## DIRECTIONS
Count up the lines of the data below that contain the string "yellow", then give only the total.

[PROVIDED INFORMATION]

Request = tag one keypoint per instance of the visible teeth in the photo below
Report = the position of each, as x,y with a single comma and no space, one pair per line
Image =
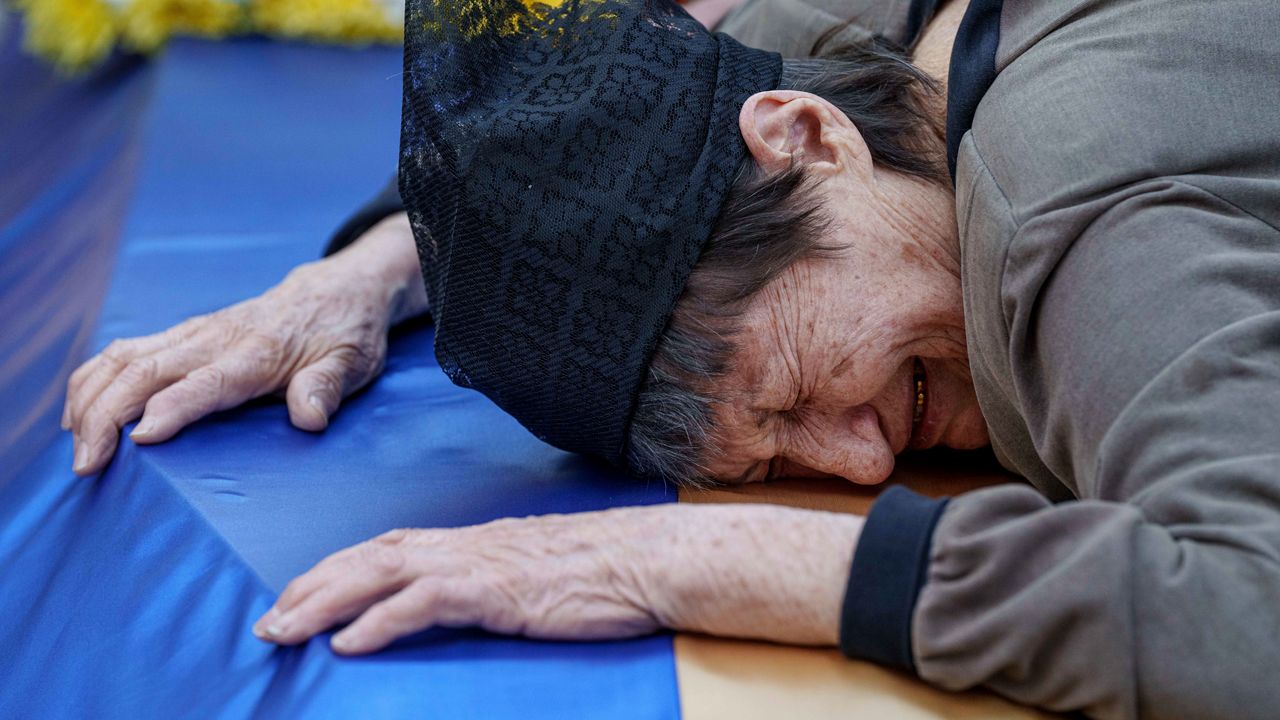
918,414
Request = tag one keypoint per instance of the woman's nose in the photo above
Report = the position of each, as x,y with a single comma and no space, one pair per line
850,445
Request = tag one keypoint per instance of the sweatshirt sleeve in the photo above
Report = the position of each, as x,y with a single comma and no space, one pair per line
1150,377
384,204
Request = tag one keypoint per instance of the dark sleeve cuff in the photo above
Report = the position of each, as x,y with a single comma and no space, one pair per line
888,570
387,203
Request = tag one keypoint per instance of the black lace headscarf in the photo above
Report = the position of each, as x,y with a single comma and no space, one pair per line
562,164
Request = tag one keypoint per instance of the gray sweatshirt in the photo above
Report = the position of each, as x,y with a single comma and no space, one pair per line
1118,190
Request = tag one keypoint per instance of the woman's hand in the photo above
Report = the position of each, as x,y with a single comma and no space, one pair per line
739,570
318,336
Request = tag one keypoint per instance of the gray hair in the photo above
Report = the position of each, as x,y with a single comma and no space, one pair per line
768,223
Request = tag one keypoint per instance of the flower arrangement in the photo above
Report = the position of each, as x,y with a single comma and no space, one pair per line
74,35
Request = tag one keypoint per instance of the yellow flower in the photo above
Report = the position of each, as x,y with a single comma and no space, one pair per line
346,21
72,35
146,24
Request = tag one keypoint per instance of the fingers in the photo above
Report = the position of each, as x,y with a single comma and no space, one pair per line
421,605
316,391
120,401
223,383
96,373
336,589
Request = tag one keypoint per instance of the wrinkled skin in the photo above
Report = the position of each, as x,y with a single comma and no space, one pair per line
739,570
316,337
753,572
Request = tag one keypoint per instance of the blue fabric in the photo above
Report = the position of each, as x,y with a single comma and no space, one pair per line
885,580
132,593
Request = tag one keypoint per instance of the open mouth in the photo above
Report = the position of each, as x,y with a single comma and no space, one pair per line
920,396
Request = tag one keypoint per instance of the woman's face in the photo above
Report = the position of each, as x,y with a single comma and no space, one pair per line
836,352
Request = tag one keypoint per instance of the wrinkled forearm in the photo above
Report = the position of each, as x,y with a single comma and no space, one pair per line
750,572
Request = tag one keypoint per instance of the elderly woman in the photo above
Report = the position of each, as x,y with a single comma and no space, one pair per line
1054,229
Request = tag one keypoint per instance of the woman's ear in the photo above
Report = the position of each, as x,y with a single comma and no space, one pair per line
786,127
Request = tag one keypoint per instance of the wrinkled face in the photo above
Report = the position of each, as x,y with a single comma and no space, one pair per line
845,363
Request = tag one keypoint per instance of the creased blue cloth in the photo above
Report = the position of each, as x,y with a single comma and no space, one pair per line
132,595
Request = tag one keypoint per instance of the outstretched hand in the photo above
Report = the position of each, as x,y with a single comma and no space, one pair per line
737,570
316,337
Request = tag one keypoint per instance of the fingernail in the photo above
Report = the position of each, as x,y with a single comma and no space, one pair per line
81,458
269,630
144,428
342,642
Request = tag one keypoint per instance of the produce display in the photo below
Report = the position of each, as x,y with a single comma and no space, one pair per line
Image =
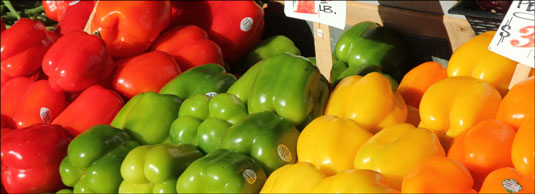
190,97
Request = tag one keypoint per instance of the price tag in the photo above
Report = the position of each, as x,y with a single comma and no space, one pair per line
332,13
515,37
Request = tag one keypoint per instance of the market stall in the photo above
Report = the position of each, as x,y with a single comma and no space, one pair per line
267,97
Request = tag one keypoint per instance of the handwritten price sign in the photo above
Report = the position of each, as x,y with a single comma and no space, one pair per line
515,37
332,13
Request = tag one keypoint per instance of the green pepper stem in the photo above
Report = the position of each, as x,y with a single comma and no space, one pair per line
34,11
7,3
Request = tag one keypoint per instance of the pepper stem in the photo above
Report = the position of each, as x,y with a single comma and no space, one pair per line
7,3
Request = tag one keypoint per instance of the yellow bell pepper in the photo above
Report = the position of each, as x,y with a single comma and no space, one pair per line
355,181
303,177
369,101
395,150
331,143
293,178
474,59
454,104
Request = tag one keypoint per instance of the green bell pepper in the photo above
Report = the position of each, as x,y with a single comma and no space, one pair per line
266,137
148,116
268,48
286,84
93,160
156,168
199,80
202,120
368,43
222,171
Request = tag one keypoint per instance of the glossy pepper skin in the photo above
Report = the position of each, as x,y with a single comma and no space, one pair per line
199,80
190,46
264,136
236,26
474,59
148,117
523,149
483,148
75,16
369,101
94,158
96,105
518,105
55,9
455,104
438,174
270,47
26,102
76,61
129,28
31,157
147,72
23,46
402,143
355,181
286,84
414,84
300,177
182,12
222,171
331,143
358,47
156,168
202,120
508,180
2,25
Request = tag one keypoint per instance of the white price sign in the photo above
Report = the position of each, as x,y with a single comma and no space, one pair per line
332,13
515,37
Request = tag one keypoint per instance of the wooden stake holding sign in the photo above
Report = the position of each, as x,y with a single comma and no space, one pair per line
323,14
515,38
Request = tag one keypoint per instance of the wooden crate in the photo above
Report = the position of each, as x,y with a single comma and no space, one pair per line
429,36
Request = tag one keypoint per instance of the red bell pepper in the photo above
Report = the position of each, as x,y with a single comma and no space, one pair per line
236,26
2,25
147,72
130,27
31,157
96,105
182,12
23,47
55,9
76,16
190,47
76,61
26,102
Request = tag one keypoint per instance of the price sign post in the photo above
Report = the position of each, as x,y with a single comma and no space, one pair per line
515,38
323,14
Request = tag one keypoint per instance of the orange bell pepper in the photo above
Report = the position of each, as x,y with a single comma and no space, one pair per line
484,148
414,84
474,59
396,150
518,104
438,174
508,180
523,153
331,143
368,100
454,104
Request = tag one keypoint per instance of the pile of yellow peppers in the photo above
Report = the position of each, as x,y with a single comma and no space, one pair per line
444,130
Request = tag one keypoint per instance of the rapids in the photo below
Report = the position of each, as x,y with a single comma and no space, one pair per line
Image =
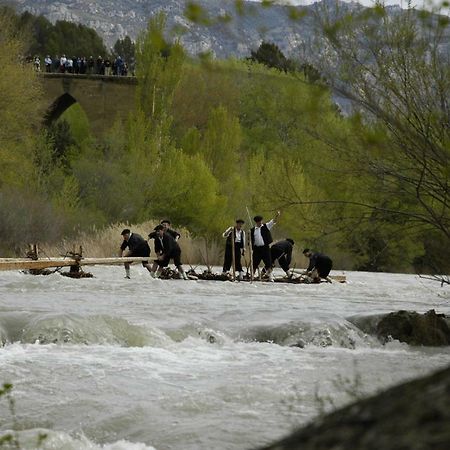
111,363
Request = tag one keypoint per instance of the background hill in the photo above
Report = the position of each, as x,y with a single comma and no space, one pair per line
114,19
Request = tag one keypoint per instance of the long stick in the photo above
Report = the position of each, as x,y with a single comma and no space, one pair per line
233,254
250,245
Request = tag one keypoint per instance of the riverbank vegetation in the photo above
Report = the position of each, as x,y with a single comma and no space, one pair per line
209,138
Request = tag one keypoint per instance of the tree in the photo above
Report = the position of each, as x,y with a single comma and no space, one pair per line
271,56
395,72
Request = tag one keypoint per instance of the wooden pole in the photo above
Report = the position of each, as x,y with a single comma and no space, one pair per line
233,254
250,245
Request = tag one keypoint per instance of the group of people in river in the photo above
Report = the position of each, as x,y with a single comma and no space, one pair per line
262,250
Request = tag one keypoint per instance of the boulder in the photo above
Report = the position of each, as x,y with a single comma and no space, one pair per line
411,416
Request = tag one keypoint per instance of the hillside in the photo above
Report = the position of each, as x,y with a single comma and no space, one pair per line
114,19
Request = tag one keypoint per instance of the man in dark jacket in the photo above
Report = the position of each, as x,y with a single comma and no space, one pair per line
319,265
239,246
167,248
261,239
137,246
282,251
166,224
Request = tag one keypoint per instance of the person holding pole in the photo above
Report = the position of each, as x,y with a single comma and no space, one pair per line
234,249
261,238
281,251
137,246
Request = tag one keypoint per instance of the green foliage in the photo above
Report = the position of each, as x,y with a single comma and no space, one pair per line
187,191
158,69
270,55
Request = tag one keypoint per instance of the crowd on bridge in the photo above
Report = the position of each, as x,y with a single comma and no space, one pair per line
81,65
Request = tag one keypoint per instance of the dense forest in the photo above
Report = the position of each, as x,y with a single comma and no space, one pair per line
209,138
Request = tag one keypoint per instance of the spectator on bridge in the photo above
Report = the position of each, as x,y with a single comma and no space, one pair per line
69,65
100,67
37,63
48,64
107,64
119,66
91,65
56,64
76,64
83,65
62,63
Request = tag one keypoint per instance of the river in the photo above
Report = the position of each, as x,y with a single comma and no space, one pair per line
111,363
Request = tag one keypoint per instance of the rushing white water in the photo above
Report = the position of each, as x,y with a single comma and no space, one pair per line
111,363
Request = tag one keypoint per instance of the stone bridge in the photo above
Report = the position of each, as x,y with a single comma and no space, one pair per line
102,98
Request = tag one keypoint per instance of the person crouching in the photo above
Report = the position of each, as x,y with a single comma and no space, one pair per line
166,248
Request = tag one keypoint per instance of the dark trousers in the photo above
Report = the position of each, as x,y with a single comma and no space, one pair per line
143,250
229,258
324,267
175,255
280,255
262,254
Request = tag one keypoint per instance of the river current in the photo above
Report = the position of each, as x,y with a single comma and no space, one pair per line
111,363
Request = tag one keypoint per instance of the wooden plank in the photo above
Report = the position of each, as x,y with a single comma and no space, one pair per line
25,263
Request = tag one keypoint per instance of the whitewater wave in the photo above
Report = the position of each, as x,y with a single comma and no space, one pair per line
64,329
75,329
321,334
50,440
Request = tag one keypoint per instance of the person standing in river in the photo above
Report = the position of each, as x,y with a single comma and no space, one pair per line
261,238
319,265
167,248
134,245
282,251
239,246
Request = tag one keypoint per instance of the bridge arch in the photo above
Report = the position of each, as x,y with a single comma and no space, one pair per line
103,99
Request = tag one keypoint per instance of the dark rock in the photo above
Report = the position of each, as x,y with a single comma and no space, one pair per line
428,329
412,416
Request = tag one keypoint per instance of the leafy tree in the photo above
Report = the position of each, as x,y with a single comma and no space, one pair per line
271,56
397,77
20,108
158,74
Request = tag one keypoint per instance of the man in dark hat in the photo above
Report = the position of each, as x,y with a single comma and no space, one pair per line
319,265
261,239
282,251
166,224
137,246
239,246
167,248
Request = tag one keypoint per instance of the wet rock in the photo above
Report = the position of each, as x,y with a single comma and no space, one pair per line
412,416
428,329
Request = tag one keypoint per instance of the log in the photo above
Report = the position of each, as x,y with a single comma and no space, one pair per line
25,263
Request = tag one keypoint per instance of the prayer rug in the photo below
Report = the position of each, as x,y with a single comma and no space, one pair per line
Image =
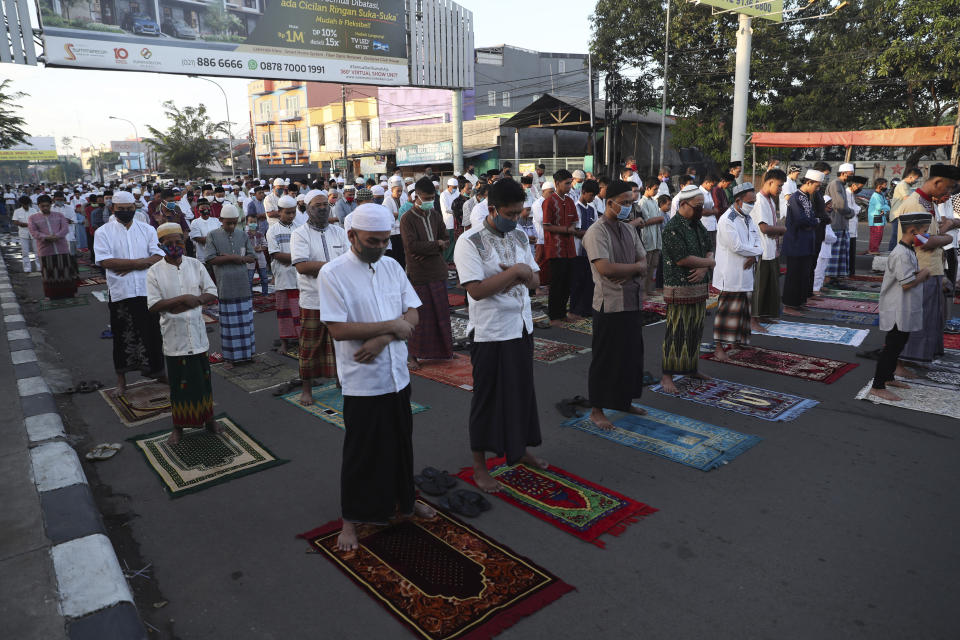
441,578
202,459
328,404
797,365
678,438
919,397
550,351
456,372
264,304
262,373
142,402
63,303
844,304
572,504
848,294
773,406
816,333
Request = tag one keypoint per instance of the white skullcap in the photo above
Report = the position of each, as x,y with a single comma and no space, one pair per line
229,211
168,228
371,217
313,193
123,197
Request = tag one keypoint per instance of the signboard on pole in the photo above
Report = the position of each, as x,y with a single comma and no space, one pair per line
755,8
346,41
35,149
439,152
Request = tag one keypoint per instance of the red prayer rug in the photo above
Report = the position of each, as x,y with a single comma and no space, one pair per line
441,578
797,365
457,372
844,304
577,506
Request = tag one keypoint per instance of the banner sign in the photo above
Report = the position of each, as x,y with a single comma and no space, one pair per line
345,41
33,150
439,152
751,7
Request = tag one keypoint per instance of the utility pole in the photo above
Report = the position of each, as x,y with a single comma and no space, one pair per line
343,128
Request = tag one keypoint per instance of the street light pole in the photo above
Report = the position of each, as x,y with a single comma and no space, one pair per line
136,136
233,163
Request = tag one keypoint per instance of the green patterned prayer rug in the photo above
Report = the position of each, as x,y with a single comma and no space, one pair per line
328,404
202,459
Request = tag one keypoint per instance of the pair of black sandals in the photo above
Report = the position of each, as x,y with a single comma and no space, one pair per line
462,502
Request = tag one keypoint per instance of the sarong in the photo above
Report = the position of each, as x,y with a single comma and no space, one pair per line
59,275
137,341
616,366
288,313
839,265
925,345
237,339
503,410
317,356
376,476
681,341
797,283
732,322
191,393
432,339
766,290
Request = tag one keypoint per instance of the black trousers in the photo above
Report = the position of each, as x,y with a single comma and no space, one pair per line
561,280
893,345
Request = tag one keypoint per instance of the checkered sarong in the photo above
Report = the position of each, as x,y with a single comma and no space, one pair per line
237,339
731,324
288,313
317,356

[/PROVIDED INFORMATION]

## RESULT OF THIS TASK
3